## Short problem 1
From the type theory excerpt, copy the passage that begins at the words "We construct the" and stops after "attributes in S.".
## Short problem 2
According to the type theory excerpt, where are the equalities for substitution verified?
## Short problem 3
Go on with the type theory excerpt from its final sentence.

Interpretation of the type theory

Fig. 4.
figure 4

Definitional equalities in the type theory

These all hold in our model. (The equalities for substitution are verified in Lemma 3. The remaining equations are mostly routine verifications.) We display this for reference.

Theorem 1

The intended interpretation yields a sound interpretation of the type theory \(\mathcal {T}\) in \(\mathfrak {R}\).

3.2 Instance Specification as Type Introduction

The intended interpretation of \(A : \mathtt {type}(\varGamma )\) is that A is an instance of the schema \(\varGamma \). However, context extension allows us to view every instance as a schema in its own right; for every instance \(A : \mathtt {type}(\varGamma )\), we get a schema \(\varGamma .A\). It turns out that the most convenient way to specify a schema is by introducing a new type/instance over one of the simplex schemas \(\varDelta _n\). To specify a schema, with a maximum of n attributes, may be seen as introducing a type in the context \(\varDelta _n\). A relation variable with k attributes in the schema is introduced as an element of the schema substituted into \(\varDelta _k\). Names of attributes are given as elements of the schema substituted down to \(\varDelta _0\).

Example 7

We construct the rules of the schema S presented as an instance of \(\varDelta _2\) as in Example 6. The introduction rules tells us the names of tables and attributes in S.

figure g

From these introduction rules, we can generate an elimination rule. The elimination rule tells us how to construct full tuples in an instance over the schema S. Another interpretation of the elimination rule is that it formulates that the schema S contains only what is specified by the above introduction rules; it specifies the schema up to isomorphism.

An instance of a schema is a type depending in the context of the schema. Therefore instance specification is completely analoguous to schema specification. See [4] for an example. In [4] one can also find a derivation of the terms in \(\mathcal T\) corresponding to the full tuples of the natural join in Example 6.

## Raw data
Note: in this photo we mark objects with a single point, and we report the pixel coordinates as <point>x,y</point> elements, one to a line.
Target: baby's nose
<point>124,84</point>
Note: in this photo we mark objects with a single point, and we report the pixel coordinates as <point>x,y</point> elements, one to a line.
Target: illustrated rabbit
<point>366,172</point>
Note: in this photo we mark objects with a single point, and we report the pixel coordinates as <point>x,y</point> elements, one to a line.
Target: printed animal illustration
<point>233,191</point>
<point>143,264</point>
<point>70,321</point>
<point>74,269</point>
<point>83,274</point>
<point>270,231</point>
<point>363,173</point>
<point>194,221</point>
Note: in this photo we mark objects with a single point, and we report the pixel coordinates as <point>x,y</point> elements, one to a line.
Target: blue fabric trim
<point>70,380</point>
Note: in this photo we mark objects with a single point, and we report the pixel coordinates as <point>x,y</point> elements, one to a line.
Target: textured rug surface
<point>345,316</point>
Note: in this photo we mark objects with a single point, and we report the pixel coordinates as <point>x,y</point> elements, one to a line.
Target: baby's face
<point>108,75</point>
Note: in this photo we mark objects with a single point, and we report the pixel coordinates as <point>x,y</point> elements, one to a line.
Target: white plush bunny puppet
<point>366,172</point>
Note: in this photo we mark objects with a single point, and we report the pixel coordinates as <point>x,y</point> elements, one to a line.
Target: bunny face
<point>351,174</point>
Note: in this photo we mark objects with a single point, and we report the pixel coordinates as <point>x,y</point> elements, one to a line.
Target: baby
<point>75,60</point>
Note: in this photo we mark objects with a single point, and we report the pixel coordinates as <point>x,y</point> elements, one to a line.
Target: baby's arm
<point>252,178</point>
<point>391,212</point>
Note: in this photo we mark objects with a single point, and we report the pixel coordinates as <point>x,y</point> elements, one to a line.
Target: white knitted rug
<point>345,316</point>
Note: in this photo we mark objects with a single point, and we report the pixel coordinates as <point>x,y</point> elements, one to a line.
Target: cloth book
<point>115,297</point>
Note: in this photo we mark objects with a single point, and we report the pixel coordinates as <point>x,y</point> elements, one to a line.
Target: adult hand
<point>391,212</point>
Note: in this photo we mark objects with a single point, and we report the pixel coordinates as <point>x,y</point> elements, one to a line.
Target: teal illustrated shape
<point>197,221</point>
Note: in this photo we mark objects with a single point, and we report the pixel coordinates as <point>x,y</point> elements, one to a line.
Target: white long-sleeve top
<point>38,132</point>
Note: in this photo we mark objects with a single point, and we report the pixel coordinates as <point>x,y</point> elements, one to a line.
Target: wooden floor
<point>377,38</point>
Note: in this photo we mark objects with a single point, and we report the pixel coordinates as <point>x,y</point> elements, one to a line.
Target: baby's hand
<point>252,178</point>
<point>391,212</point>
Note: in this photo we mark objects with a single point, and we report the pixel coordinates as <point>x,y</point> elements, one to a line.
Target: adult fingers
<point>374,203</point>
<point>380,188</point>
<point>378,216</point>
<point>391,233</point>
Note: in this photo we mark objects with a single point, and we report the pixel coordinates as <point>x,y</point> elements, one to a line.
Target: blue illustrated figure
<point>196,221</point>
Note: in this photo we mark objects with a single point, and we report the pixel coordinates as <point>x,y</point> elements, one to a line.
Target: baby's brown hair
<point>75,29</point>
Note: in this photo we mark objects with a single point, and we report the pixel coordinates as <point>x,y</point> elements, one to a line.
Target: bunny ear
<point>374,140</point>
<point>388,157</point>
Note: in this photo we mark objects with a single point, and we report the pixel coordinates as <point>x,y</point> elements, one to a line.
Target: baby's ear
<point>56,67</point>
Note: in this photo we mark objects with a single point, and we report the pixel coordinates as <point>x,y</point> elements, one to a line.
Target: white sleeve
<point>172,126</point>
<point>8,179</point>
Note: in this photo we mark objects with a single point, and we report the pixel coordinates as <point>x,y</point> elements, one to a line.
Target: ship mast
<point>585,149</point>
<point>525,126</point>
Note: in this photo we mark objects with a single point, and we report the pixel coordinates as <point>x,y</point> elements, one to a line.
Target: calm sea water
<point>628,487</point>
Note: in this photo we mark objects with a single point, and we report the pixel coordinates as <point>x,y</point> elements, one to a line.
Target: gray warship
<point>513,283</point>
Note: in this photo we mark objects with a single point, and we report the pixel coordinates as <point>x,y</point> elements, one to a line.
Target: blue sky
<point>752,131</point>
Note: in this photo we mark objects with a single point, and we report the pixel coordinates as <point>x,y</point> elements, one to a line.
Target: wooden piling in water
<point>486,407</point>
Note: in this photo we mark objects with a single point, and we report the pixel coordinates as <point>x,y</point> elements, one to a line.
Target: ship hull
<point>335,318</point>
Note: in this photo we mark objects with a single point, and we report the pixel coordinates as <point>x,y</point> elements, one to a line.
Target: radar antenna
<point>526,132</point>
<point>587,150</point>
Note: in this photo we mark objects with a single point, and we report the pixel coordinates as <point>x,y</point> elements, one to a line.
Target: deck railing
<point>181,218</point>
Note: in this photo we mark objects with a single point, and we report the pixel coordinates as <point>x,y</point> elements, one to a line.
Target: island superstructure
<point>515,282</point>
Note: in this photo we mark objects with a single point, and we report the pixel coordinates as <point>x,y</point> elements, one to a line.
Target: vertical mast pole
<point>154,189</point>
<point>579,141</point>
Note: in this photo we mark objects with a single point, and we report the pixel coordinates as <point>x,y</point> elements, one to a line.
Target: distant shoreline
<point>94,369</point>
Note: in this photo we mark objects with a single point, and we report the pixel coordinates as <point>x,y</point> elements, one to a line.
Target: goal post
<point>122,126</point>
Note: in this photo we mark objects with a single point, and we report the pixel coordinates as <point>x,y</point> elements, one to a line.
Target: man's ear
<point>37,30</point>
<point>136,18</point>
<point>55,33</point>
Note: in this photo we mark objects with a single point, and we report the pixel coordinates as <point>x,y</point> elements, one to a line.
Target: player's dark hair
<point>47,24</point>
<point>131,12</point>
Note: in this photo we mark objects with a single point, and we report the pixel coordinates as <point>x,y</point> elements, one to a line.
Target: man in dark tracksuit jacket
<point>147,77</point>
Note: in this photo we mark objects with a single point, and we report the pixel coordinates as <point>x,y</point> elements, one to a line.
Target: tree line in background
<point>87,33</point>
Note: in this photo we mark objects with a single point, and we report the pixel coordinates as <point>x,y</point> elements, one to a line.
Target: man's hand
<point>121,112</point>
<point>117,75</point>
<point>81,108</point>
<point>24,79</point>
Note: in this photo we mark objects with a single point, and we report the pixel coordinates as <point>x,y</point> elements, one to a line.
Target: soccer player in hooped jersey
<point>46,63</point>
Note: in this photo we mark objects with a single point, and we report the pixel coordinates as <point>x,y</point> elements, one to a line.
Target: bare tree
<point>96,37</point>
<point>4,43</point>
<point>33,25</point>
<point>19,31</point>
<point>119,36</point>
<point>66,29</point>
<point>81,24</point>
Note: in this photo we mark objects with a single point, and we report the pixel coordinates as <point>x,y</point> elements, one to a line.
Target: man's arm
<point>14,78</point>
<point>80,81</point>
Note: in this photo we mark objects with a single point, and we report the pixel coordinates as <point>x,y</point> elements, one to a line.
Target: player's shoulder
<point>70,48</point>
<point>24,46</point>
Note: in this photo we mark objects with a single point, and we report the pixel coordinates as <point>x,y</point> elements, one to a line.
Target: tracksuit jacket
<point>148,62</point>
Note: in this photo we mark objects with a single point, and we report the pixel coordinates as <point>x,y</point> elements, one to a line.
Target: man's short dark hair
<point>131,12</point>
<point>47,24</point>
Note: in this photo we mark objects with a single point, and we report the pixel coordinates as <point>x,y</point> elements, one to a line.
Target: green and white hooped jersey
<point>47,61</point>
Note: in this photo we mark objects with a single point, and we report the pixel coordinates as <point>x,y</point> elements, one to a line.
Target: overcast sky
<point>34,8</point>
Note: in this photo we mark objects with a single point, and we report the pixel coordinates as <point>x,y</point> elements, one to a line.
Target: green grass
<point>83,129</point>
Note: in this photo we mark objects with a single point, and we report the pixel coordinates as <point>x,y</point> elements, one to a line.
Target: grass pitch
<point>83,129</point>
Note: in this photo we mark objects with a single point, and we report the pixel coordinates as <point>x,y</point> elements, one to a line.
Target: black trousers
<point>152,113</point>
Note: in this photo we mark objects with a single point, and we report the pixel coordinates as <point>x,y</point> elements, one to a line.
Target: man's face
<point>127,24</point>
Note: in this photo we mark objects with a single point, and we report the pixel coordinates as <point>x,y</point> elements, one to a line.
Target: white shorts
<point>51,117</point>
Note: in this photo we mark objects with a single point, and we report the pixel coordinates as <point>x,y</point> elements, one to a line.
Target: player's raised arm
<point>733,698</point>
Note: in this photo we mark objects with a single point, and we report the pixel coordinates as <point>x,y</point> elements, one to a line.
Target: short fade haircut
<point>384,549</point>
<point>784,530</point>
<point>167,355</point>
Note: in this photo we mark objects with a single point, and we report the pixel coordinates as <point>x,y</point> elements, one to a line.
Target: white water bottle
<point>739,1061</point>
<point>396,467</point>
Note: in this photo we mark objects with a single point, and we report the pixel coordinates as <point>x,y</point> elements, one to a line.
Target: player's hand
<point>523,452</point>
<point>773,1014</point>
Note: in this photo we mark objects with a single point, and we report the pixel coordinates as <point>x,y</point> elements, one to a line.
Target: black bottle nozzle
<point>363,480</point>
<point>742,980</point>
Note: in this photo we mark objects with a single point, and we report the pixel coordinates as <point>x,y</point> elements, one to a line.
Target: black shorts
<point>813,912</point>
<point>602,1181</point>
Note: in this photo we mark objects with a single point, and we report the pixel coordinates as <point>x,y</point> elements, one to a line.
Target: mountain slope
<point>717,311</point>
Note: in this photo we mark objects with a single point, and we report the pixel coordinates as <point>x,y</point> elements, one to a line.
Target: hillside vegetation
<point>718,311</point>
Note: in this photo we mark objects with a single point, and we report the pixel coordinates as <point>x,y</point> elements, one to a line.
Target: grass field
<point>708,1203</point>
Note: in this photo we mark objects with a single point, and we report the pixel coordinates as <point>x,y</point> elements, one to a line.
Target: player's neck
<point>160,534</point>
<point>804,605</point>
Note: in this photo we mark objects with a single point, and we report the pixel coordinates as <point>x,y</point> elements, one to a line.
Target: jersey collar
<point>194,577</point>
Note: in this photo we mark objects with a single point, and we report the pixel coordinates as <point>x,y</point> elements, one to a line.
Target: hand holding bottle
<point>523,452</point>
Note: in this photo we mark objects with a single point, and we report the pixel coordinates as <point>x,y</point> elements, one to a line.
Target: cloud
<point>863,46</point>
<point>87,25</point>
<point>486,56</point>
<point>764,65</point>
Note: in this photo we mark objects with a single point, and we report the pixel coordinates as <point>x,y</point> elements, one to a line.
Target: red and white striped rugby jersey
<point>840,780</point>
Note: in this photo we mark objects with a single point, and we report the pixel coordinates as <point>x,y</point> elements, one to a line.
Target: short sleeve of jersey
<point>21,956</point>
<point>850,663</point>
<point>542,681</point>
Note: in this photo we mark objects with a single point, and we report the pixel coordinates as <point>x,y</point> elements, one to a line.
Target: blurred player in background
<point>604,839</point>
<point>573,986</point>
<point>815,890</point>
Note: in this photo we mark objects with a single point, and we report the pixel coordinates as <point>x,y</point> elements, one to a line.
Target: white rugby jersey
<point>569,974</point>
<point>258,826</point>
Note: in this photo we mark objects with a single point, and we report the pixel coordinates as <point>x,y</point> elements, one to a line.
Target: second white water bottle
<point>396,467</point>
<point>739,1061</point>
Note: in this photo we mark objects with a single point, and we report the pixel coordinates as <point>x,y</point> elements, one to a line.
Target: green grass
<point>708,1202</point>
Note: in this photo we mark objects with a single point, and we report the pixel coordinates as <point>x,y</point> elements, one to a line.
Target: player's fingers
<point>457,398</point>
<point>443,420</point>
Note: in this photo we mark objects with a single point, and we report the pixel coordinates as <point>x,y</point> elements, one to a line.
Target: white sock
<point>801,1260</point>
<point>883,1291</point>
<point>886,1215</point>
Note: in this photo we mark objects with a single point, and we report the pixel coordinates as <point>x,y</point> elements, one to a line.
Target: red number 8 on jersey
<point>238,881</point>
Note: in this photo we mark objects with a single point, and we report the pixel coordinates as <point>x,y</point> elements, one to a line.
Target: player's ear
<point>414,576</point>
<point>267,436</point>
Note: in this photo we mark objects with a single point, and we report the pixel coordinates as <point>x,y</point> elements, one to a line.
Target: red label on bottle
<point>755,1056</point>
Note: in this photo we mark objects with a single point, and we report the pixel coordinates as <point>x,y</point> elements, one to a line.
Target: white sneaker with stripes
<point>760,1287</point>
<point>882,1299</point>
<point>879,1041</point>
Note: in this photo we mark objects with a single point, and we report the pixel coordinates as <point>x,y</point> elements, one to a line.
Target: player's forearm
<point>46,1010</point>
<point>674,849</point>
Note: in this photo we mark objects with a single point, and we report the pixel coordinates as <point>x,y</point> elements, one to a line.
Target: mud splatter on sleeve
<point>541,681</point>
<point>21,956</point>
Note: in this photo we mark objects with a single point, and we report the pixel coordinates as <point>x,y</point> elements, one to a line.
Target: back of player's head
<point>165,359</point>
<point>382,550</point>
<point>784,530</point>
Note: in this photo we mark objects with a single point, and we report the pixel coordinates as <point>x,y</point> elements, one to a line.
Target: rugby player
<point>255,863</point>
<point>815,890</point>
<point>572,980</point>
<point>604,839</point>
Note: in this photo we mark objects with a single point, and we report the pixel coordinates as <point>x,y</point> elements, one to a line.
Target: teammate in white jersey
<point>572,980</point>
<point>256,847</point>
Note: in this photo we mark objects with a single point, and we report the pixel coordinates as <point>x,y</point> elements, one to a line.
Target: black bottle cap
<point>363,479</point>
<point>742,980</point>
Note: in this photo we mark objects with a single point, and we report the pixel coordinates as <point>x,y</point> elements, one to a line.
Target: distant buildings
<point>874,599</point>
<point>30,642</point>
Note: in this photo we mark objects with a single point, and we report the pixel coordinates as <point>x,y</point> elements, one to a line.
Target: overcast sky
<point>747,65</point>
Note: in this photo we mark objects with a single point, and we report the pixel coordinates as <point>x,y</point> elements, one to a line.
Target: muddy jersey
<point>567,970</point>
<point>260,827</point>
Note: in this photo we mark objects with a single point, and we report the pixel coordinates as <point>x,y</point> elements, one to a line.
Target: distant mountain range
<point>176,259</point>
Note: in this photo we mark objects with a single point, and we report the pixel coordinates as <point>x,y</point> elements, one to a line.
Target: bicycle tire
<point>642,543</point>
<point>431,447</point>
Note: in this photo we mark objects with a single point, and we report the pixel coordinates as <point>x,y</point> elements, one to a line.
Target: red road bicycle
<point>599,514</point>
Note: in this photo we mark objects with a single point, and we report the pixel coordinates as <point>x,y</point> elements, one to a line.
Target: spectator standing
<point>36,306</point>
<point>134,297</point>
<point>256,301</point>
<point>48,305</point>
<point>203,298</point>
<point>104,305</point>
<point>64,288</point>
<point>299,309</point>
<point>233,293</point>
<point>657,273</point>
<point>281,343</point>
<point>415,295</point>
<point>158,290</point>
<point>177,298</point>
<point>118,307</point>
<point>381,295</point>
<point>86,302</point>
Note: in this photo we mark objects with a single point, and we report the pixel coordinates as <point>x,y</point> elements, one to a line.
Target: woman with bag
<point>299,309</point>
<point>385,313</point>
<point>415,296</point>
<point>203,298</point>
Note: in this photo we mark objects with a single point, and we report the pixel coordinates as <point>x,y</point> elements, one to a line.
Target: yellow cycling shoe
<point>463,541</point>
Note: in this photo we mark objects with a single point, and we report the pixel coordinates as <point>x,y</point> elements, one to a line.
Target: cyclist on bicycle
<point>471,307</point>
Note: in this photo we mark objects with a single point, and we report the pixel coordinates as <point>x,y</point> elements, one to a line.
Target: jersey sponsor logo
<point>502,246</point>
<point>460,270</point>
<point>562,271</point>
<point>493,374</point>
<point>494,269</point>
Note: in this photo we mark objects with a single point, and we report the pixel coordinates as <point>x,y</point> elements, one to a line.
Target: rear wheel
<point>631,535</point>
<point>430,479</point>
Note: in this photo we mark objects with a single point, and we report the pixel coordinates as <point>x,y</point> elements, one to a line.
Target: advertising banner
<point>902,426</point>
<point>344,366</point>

## Exercise result 1
We construct the rules of the schema S presented as an instance of \(\varDelta _2\) as in Example 6. The introduction rules tells us the names of tables and attributes in S.

## Exercise result 2
In Lemma 3.

## Exercise result 3
4 Dependent Structure, Large Types, and Queries

Most of this paper has been devoted to explaining the basic structure of the display map category of finite simplicial complexes seen as encoding systems of tables, and to stating the type theory which it models. In the space that remains, we briefly indicate some approaches of ongoing and future work, in particular emphasizing the definitions and roles of large types and universes. Before introducing additional types, however, we point to the use that can be made of the dependent structure itself. It is a cornerstone of the model that an instance over a schema can itself, by context extension, be seen as a schema over which new instances can be constructed. Thus context extension provides, for a given instance, the built in possibility to enter data related to the instance into tables formed by its rows. One immediate suggestion for the potential use of this feature is for updates; an update \(I'\) of an instance I over \(\varGamma \) is the instance over \(\varGamma .I\) obtained by writing the new (or old or empty) row in the table formed by the row to be replaced (or kept or deleted). Adding new rows can be done by writing \(I'\) over \(\varGamma .I+1\) instead, as \(I+1\) has a copy of \(\varGamma \) over which new additions can be entered. (Multiple copies of \(\varGamma \), and indeed of I, can be added if need be; notice that polynomial expressions over I such as \(2I+3\) yield meaningful instances over \(\varGamma \)). In this way a current update occurs in a context formed by a string of previous updates. Applying the dependent product operation gives an instance over the original schema \(\varGamma \), if desired.

Returning to large types, Example 6 gives a glimpse of a “type-theoretic” operation and its relation to one of the standard queries of relational databases. A formal investigation of queries (and dependencies and views) in the setting of the type theory and model of the previous sections requires a formal understanding of what constitutes a query in this setting. For (partly) this purpose, we introduce a universe. This is a large type, corresponding to an infinite instance which encodes all finite instances over a fixed domain. Thus, given a schema X, the universe \(U_X\) of finite instances of X is an infinite instance of X where the full tuples encode the finite instances of X (over the fixed domain). The universe comes equipped with a decoding instance \(T_X\) over \(X.{U_X}\) such that given a full tuple \(t \in \mathrm {Trm}_{X}(U_X)\), the instance it encodes is decoded by \(T_X[\widehat{t}]\),

figure h

The universe and decoding instance are stable under substitution, and are closed under the other type constructions, such as \(\varPi \)- and \(\varSigma \)-types. We omit the details of the constructions.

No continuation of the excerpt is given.